━━━━━ Data ━━━━━

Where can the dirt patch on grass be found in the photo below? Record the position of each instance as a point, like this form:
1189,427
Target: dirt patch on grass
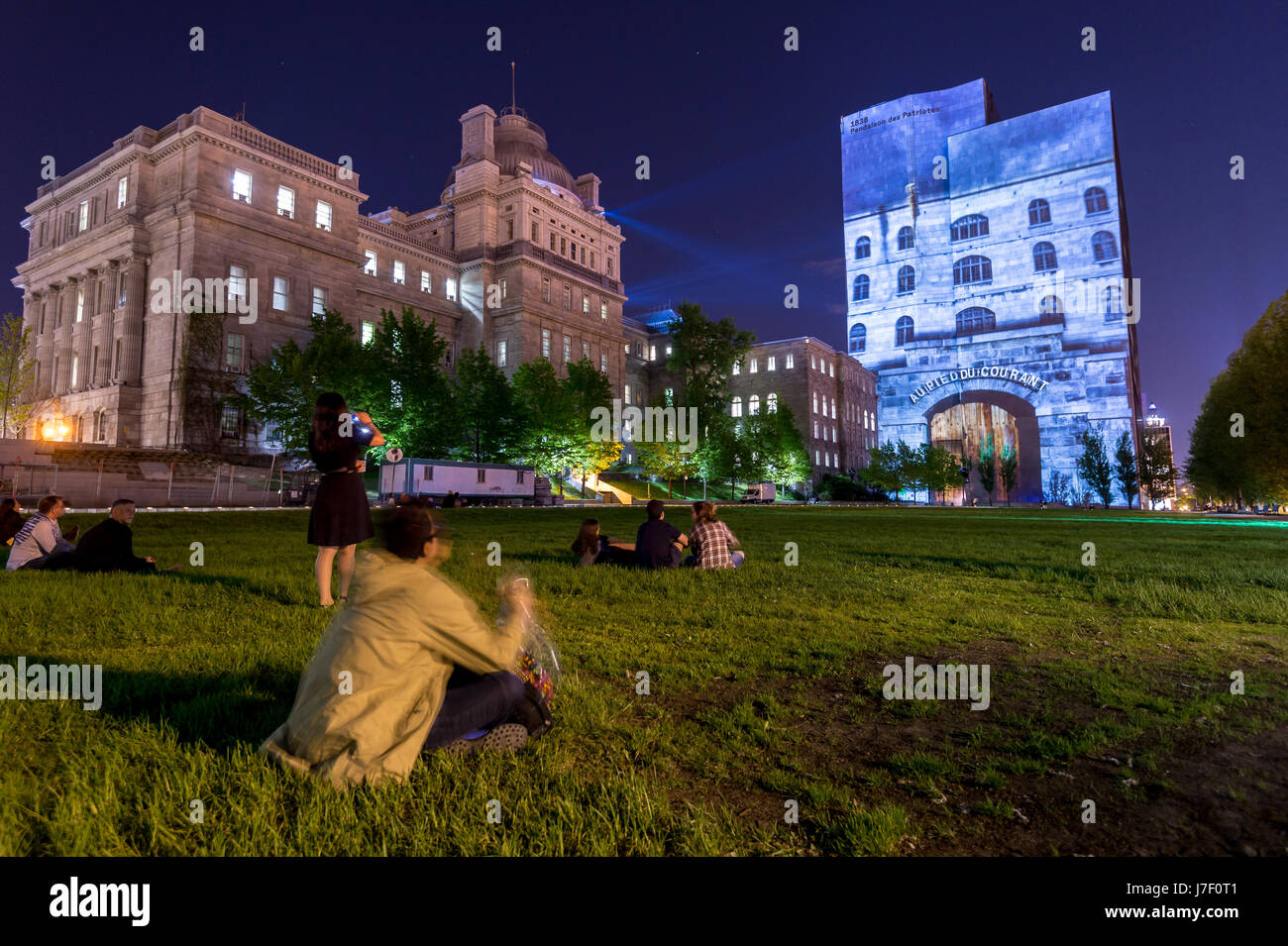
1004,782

━━━━━
━━━━━ Data ━━━━━

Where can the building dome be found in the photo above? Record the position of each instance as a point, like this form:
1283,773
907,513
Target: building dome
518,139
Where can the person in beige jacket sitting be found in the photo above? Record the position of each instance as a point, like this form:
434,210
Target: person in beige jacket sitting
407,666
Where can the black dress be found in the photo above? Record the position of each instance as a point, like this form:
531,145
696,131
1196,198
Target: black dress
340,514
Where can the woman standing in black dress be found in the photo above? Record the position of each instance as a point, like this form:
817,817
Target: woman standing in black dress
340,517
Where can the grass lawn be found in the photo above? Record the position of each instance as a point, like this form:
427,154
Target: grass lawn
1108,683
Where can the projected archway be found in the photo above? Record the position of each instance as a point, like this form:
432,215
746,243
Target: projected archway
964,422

━━━━━
━━━━━ Data ━━━━━

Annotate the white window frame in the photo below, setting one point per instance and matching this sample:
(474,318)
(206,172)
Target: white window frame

━━━━━

Exercise aim => Among the lines above, find each one containing the string "frame" and copy it.

Exercise response =>
Annotate the white window frame in the photo below, setting one point per instance and matching this sample:
Target: white window frame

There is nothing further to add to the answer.